*WHAT THE TASK ASKS*
Print the data that follows exactly.
** BEGIN SUPPLIED RECORDS **
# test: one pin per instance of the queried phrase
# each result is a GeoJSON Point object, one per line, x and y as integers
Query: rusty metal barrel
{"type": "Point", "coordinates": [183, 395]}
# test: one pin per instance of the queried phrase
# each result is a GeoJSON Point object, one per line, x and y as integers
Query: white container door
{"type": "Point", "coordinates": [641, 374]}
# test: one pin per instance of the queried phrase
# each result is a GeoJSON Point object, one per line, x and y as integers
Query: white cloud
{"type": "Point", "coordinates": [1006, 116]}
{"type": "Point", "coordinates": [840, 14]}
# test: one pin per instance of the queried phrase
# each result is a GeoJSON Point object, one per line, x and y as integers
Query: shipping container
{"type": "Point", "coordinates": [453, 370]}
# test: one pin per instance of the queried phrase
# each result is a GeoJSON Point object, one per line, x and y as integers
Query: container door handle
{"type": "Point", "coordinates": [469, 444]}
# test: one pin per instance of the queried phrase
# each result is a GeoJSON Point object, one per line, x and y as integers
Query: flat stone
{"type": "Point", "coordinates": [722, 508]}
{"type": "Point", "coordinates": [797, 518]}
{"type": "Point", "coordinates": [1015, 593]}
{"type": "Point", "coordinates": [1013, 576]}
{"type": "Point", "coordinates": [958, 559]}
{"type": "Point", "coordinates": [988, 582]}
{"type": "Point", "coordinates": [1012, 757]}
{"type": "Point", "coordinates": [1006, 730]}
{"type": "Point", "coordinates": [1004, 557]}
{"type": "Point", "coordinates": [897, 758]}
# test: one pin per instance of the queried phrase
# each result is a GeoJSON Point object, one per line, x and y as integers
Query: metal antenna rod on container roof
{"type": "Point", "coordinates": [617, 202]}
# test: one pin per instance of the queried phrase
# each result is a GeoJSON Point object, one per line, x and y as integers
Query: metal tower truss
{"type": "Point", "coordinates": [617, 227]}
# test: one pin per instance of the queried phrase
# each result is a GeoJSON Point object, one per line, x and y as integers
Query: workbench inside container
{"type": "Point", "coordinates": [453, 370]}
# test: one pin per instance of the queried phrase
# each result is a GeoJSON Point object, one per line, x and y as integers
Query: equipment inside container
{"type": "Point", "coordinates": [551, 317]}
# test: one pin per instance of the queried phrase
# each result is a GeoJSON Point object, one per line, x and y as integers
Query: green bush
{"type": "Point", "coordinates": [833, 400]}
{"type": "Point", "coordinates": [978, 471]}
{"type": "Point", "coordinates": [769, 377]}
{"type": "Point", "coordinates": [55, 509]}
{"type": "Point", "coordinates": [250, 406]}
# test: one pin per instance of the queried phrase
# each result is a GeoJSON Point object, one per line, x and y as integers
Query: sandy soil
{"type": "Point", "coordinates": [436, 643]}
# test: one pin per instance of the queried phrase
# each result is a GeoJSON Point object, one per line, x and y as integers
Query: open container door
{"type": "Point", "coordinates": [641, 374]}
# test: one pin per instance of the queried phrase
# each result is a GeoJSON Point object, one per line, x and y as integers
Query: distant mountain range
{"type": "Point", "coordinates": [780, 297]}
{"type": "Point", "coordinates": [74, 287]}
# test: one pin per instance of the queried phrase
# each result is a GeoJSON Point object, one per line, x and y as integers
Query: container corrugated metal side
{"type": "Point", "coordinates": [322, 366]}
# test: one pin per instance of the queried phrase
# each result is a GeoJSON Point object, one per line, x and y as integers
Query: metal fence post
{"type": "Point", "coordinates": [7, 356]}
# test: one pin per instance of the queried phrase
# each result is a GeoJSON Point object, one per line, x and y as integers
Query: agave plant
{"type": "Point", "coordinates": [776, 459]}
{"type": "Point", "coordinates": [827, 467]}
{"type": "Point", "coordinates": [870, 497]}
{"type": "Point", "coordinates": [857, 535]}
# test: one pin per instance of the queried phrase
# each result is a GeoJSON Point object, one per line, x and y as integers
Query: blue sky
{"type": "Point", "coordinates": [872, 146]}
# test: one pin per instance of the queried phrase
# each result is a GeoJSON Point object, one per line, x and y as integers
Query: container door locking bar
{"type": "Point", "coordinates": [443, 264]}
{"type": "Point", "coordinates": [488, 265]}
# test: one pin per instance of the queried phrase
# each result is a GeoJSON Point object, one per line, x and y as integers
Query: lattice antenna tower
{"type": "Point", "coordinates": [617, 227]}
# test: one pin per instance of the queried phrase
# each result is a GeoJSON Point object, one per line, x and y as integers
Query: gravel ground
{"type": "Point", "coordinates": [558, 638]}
** END SUPPLIED RECORDS **
*TASK SOLUTION*
# test: one pin per instance of the queried phrase
# each result is a GeoJSON Point object, one per line, x and y as integers
Query: rusty metal barrel
{"type": "Point", "coordinates": [183, 395]}
# test: one pin per instance of the queried phrase
# each result is a GeoJSON Point object, one per line, x and y as integers
Query: white container door
{"type": "Point", "coordinates": [641, 374]}
# test: one pin per instance of the queried phrase
# each result is a GeoJSON Point object, one per line, x and y as integers
Query: white cloud
{"type": "Point", "coordinates": [1006, 116]}
{"type": "Point", "coordinates": [840, 14]}
# test: one pin per instance of the queried phrase
# each result is a GeoJSON Point object, one per line, x and y as integers
Query: shipping container
{"type": "Point", "coordinates": [453, 370]}
# test: one pin per instance of the queried phrase
# each result is a GeoJSON Point object, one per line, x and y as integers
Query: container door handle
{"type": "Point", "coordinates": [469, 444]}
# test: one pin per instance of the queried phrase
# each result is a GeoJSON Point object, one per line, x and y as integers
Query: flat stone
{"type": "Point", "coordinates": [722, 508]}
{"type": "Point", "coordinates": [797, 518]}
{"type": "Point", "coordinates": [1015, 593]}
{"type": "Point", "coordinates": [1013, 576]}
{"type": "Point", "coordinates": [958, 559]}
{"type": "Point", "coordinates": [988, 582]}
{"type": "Point", "coordinates": [1012, 757]}
{"type": "Point", "coordinates": [1006, 730]}
{"type": "Point", "coordinates": [1004, 557]}
{"type": "Point", "coordinates": [897, 758]}
# test: one pin per instance of the queried phrase
# each result is a GeoJSON Point object, one per line, x and y as integers
Query: metal antenna rod on container roof
{"type": "Point", "coordinates": [617, 202]}
# test: one pin per instance of the queried phrase
# each result is a GeoJSON Point object, one per line, x and y as integers
Query: metal tower truss
{"type": "Point", "coordinates": [617, 227]}
# test: one pin per instance of the queried phrase
# each result is a GeoJSON Point object, one per line, x and y as integers
Query: workbench inside container
{"type": "Point", "coordinates": [453, 370]}
# test: one pin per instance of the queried phrase
# each result is a GeoJSON Point object, one per line, x and y as integers
Query: equipment inside container
{"type": "Point", "coordinates": [551, 317]}
# test: one pin per instance of the queried phrase
# each result is a GeoJSON Point object, one per line, x and y as integers
Query: green bush
{"type": "Point", "coordinates": [833, 400]}
{"type": "Point", "coordinates": [978, 471]}
{"type": "Point", "coordinates": [769, 377]}
{"type": "Point", "coordinates": [55, 509]}
{"type": "Point", "coordinates": [250, 406]}
# test: one pin per instance of the queried phrase
# each result is a GeoJSON Point object, one per line, x and y as integers
Query: sandy soil
{"type": "Point", "coordinates": [436, 643]}
# test: one pin per instance of the queried phrase
# each result is a GeoJSON Point object, one per line, x and y as integers
Query: open container door
{"type": "Point", "coordinates": [641, 374]}
# test: one pin per instance of the queried phrase
# each result is a GeoJSON Point object, one per line, x and y as integers
Query: distant mountain range
{"type": "Point", "coordinates": [780, 297]}
{"type": "Point", "coordinates": [74, 287]}
# test: one pin per instance of the queried phrase
# each result is a GeoJSON Point object, one per line, x and y as integers
Query: container corrugated metal side
{"type": "Point", "coordinates": [322, 366]}
# test: one pin per instance of the queried phrase
# each result is a GeoJSON Point object, one per line, x and y as integers
Query: metal fence post
{"type": "Point", "coordinates": [7, 356]}
# test: one pin per instance of the queried phrase
# each result is a GeoJSON Point object, one per line, x and y as integers
Query: agave plant
{"type": "Point", "coordinates": [776, 459]}
{"type": "Point", "coordinates": [827, 467]}
{"type": "Point", "coordinates": [870, 497]}
{"type": "Point", "coordinates": [857, 535]}
# test: one pin per instance of the queried phrase
# each result is a GeoJSON Point object, one per line, x and y as integers
Query: blue sky
{"type": "Point", "coordinates": [872, 146]}
# test: one pin per instance of the queried phrase
# each result is a GeoJSON Point object, one per line, x and y as integers
Query: container door locking bar
{"type": "Point", "coordinates": [443, 264]}
{"type": "Point", "coordinates": [488, 265]}
# test: one pin per instance of the queried phrase
# each result is a GeoJSON Point object, one per line, x and y as integers
Query: lattice antenna tower
{"type": "Point", "coordinates": [617, 227]}
# test: one pin per instance of the queried phrase
# each result is a GeoJSON Point object, one per line, x and y as integers
Query: gravel ground
{"type": "Point", "coordinates": [558, 638]}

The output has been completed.